* [GIVEN PROBLEM]
Retype each entry below exactly as it stands.
* * * *
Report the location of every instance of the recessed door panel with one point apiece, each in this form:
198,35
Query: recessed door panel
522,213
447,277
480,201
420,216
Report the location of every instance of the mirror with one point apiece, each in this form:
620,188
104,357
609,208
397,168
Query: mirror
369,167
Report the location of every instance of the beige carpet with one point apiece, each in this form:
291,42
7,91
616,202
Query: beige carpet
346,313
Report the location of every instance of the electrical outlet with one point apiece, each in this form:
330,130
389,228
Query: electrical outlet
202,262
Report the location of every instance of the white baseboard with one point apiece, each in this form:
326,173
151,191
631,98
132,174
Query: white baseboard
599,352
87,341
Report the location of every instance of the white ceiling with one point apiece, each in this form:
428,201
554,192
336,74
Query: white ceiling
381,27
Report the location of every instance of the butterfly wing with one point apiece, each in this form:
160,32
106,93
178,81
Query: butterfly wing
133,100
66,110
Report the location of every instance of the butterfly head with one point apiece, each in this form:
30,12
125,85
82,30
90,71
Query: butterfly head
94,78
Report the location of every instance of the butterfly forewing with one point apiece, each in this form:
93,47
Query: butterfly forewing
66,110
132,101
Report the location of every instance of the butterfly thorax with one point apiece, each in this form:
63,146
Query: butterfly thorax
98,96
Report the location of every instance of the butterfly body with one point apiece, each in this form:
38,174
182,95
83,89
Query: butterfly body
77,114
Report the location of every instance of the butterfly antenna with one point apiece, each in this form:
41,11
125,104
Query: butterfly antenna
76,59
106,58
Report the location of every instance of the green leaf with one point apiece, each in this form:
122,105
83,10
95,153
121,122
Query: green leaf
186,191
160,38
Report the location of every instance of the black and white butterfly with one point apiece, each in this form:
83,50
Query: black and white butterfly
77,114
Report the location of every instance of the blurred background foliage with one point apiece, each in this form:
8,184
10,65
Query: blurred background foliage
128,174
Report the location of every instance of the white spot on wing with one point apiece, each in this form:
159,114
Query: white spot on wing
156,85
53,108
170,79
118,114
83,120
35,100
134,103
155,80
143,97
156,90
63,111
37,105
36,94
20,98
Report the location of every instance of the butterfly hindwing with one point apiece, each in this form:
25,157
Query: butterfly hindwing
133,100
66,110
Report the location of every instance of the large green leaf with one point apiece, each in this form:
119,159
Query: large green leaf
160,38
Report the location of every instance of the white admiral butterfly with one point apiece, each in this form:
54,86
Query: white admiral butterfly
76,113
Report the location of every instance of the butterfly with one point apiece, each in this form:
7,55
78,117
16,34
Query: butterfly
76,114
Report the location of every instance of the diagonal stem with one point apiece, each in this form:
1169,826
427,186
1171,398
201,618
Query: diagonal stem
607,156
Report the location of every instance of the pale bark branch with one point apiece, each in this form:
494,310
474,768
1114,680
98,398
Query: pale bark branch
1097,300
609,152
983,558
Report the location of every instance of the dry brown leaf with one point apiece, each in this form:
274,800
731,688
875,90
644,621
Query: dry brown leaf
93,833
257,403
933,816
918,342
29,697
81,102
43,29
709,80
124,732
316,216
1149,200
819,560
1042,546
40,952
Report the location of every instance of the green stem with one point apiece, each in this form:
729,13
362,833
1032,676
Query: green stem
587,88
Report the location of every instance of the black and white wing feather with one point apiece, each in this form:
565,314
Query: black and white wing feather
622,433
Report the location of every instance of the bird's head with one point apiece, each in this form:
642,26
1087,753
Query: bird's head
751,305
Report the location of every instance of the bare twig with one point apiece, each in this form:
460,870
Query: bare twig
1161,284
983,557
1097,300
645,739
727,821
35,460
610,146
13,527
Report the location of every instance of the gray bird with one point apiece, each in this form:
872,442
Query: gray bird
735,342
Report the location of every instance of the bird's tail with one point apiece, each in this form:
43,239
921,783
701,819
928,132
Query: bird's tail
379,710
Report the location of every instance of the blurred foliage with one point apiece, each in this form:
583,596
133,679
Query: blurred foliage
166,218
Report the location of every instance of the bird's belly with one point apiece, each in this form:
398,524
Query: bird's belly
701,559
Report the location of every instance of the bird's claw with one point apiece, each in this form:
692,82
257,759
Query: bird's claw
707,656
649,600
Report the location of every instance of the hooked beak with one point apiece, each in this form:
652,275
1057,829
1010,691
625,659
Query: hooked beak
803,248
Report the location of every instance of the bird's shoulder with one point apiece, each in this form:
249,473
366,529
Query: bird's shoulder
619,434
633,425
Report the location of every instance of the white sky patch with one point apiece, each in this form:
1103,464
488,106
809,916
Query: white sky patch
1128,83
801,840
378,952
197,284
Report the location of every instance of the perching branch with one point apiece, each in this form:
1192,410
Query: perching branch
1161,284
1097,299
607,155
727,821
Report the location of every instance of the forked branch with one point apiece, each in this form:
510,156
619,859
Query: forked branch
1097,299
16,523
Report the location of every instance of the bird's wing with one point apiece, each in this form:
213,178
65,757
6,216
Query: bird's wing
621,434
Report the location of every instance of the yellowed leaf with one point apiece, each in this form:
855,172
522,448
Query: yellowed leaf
* * * *
* [RESPONSE BELOW]
Report the location of every instance of the recessed door panel with one point apiece, each in this form:
198,35
Query: recessed door panel
522,213
447,277
480,201
420,216
Report the location of every instance of the mirror with one point apiece, each in this form:
620,188
104,357
609,208
397,168
Query: mirror
369,167
Report the location of every instance of the beige carpet with one point apiece, each in this form:
291,42
7,91
616,202
Query: beige carpet
346,313
Report the location of every instance of the electrical outlet with one point apiece, each in this form:
330,130
389,228
Query: electrical outlet
202,262
Report the location of every instance of the white baseboard with one point apiece, each in this form:
326,173
151,191
631,98
132,174
Query: white baseboard
599,352
87,341
Report the location of every instance of the white ceiling with one point apiece, each in this form:
428,201
554,192
336,74
Query: white ceiling
381,27
Report the location of every instance of the butterfly wing with one point apiece, each in this form:
160,32
106,93
178,81
Query: butterfly wing
133,100
66,110
Report the location of every instance of the butterfly head with one point apiece, each in this form:
30,12
125,85
82,30
90,71
Query: butterfly head
94,78
Report the location of every instance of the butterfly forewing with one point apiece, each in this form:
93,47
Query: butterfly forewing
66,110
132,101
Report the location of every instance of the butterfly thorax with one point apiece, each in this form:
63,146
Query: butterfly thorax
98,96
Report the location of every instance of the butterfly body with one point apiece, each in this form:
38,174
182,95
83,89
Query: butterfly body
77,114
Report the location of every instance of the butterfly antenna with one point apiece, each in this form:
41,11
125,104
Query: butterfly antenna
76,59
106,58
Report the location of every instance of the green leaf with one point apiece, each in this form:
122,105
83,10
95,153
121,122
Query: green leaf
186,191
160,38
Report the location of every instance of the black and white butterfly with one point apiece, each in this form:
83,50
Query: black and white butterfly
77,114
Report the location of every instance of the blurred background foliage with one point apiece, each in this form:
8,184
10,65
Query: blurred background foliage
128,174
Report the location of every instance of the white spot on wing with one point apiece, each in this form:
159,114
Query: white spot on wing
156,85
53,108
170,79
118,114
83,120
35,100
134,103
155,80
143,97
156,90
63,111
37,105
36,94
20,98
Report the location of every instance of the butterfly hindwing with one point apiece, each in this form:
25,157
Query: butterfly hindwing
133,100
66,110
Report the location of every instance of the large green leaf with one point apiece, each in this form:
119,159
Query: large green leaf
160,38
Report the location of every instance of the white admiral butterfly with one point apiece, each in this form:
54,86
Query: white admiral butterfly
76,113
Report the location of every instance of the butterfly with one point apiece, each in this form:
7,55
78,117
16,34
Query: butterfly
76,114
Report the location of every instance of the diagonal stem with one point apiece, each in this form:
1169,826
427,186
1171,398
201,618
Query: diagonal stem
607,156
Report the location of every instance of the pale bark branch with one point apiece, each in this form:
494,310
474,768
1114,680
98,398
Query: pale bark branch
1097,300
609,152
983,558
Report the location of every instance of the dry brown leaf with one point apiece, each in this form:
274,800
731,688
875,90
644,621
Query: dry brown leaf
93,833
257,403
933,816
918,342
29,697
81,102
43,29
709,80
124,732
316,216
1149,200
819,560
1042,546
40,952
Report the location of every instance of the green stem with one point apiece, each in this form:
729,13
362,833
1032,676
Query: green stem
587,88
Report the location of every instance of the black and white wing feather with one point apiece, each in this form:
565,314
Query: black and white wing feather
622,433
Report the location of every instance of the bird's head with one point apiece, each in this form:
642,26
1087,753
Query: bird's head
751,305
Report the location of every instance of the bare twig with one point apiece, each in this form:
460,870
Query: bare twig
1161,284
983,557
1097,300
645,739
727,821
35,460
610,146
13,527
Report the location of every instance of the gray bird with one point apiece, each in this form:
872,442
Query: gray bird
735,342
Report the location of every instance of the bird's tail with one point apiece, each in this form:
43,239
921,783
701,819
928,132
Query: bird's tail
379,710
Report the location of every instance of the blurred foliage with one point apiece, each in this form:
583,596
133,679
Query: blurred foliage
166,218
Report the location of every instance of the bird's belly with one point apiece, each in this form:
398,524
Query: bird's belly
701,559
Report the location of every instance of the bird's claw with one point apiece, each in this form:
692,82
257,759
Query: bird's claw
707,656
649,600
Report the location of every instance of the hooked beak with one point apiece, each in this form:
652,275
1057,829
1010,691
625,659
Query: hooked beak
803,248
Report the location of every instance of the bird's shoulder with one point apiece, each in this form:
249,473
366,529
Query: bird's shoulder
619,434
633,425
Report the location of every instance of the white sky patch with one point apiece, each in this form:
1103,464
488,106
809,916
Query: white sky patch
1128,83
801,840
378,952
197,284
Report the location of every instance of the perching branch with one point apiece, each in this form:
1192,410
Query: perching branch
1161,284
1097,299
607,155
727,821
Report the location of every instance of the forked branch with one point apiece, each in this form:
510,156
619,859
Query: forked branch
1097,299
16,523
Report the location of every instance of the bird's wing with one point apiece, each in this form:
213,178
65,757
6,216
Query: bird's wing
621,434
Report the location of every instance of the yellowed leaf with one point apiece, each in this form:
855,172
522,448
Query: yellowed leaf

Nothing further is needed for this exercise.